◆ Task directions ◆
Would you output the whole listing below, exactly as it reads?

Point-based annotation data:
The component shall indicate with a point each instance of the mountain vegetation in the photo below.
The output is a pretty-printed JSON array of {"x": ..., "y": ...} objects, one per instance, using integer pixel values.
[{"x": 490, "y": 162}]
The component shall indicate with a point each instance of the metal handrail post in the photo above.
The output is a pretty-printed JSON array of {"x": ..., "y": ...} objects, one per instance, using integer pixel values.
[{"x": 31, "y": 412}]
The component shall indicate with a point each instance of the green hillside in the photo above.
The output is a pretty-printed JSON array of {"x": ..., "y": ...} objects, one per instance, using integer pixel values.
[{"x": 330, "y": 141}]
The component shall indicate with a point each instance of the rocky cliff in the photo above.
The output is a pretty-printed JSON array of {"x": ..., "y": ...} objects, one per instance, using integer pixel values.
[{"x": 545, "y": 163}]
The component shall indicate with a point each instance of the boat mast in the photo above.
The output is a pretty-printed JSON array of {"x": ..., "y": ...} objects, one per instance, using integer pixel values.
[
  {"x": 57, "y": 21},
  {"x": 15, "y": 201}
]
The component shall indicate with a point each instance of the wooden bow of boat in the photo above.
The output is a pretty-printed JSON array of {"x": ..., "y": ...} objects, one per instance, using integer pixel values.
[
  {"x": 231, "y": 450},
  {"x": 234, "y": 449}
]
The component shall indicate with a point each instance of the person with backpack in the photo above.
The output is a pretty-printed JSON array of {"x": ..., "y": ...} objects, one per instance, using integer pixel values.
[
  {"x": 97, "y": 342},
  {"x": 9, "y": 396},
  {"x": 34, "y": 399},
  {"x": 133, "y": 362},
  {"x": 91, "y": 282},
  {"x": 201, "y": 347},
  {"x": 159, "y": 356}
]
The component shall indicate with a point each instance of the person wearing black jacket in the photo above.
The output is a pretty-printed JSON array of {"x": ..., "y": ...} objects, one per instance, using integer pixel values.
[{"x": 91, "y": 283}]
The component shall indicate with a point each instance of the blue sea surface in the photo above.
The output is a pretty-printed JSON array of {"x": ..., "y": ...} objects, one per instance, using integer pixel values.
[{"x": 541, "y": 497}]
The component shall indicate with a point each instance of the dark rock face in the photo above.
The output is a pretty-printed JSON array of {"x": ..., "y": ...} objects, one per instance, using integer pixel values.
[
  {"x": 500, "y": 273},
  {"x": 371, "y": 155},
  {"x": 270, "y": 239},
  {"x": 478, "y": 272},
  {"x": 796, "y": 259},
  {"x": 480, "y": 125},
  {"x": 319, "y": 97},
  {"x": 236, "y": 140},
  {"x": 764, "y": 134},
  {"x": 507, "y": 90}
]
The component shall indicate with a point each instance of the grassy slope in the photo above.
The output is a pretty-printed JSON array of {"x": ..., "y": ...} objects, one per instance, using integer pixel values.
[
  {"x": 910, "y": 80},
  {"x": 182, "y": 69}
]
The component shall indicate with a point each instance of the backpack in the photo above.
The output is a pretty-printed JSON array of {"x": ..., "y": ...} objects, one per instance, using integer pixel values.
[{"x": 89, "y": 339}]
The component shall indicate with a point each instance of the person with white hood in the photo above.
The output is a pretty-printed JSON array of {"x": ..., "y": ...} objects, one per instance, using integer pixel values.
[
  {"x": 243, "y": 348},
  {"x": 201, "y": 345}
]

◆ Response to the task ◆
The component shall indicate with a point each instance of the mountain vegetation in the photo below.
The output is a pretty-printed JSON array of {"x": ..., "y": ...} objects, one per instance, using integer pixel values.
[{"x": 490, "y": 162}]
The component shall indicate with a point each instance of the metal handrail post in the photo above.
The output is a pretty-printed JSON array of {"x": ..., "y": ...} objects, one per instance, using integer pixel values.
[{"x": 31, "y": 412}]
The component shall indicate with a point each instance of the green hillside in the photo above.
The output is a pretty-printed JSON array of {"x": ..., "y": ...} objects, one per instance, using integer pixel values.
[{"x": 330, "y": 141}]
The component shall indicate with a point each instance of the rocky cliff in the photo above.
The output is a pretty-printed JSON array of {"x": ..., "y": ...} objects, one per instance, using integer pixel values.
[{"x": 545, "y": 163}]
The component shall indicate with a point each instance of the boat mast in the photo above.
The output is a pretty-printed JSON array of {"x": ..., "y": ...} objects, one per instance, using integer pixel values.
[
  {"x": 57, "y": 21},
  {"x": 15, "y": 201}
]
The component shall indicate with a point each instance of the wooden bow of boat in the photo above.
The output is a pretty-printed JSON array of {"x": ..., "y": ...} objects, one per instance, using integer pixel values.
[
  {"x": 231, "y": 450},
  {"x": 234, "y": 449}
]
The component shall indicate with a point each instance of the person with backpack in the photo above.
The output is a pretty-printed JSON array of {"x": ..., "y": ...} objects, one per instance, using integer pixel values.
[
  {"x": 97, "y": 342},
  {"x": 9, "y": 396},
  {"x": 34, "y": 399},
  {"x": 133, "y": 362},
  {"x": 91, "y": 282},
  {"x": 201, "y": 347},
  {"x": 159, "y": 356}
]
The component shall indicate with a point each instance of the person wearing black jacket in the photo above.
The output is a pretty-printed JSON array of {"x": ..., "y": ...} objects, one per instance, using integer pixel values.
[{"x": 91, "y": 283}]
The component shall indicate with a point each instance of the blue sea surface in the photo above.
The output is a pretty-printed JSON array of {"x": ..., "y": ...} objects, one per instance, using integer pixel values.
[{"x": 541, "y": 497}]
The component shall indicate with a point each instance of the dark rock face in the photo above.
The output is a pretty-printed JSON array of {"x": ..., "y": ...} objects, one per instance, using integer pixel values.
[
  {"x": 500, "y": 273},
  {"x": 371, "y": 155},
  {"x": 270, "y": 239},
  {"x": 478, "y": 272},
  {"x": 796, "y": 259},
  {"x": 480, "y": 125},
  {"x": 319, "y": 97},
  {"x": 236, "y": 140},
  {"x": 764, "y": 134},
  {"x": 507, "y": 90}
]
The component shall indicate with a point each instance of the grassy slope in the photo above.
The output is a pretty-printed JSON array of {"x": ..., "y": ...} objects, one per instance, using integer pixel values.
[
  {"x": 910, "y": 80},
  {"x": 182, "y": 69}
]
The component shall indicate with a point each instance of the backpack in the photo above.
The output is a pretty-printed JSON array of {"x": ..., "y": ...} objects, one per instance, using integer pixel values.
[{"x": 89, "y": 339}]
The component shall indicate with a point each instance of the person with white hood in the photo above.
The output is a pretty-printed JSON array of {"x": ..., "y": ...} objects, one per instance, using integer pixel values.
[
  {"x": 243, "y": 348},
  {"x": 201, "y": 345}
]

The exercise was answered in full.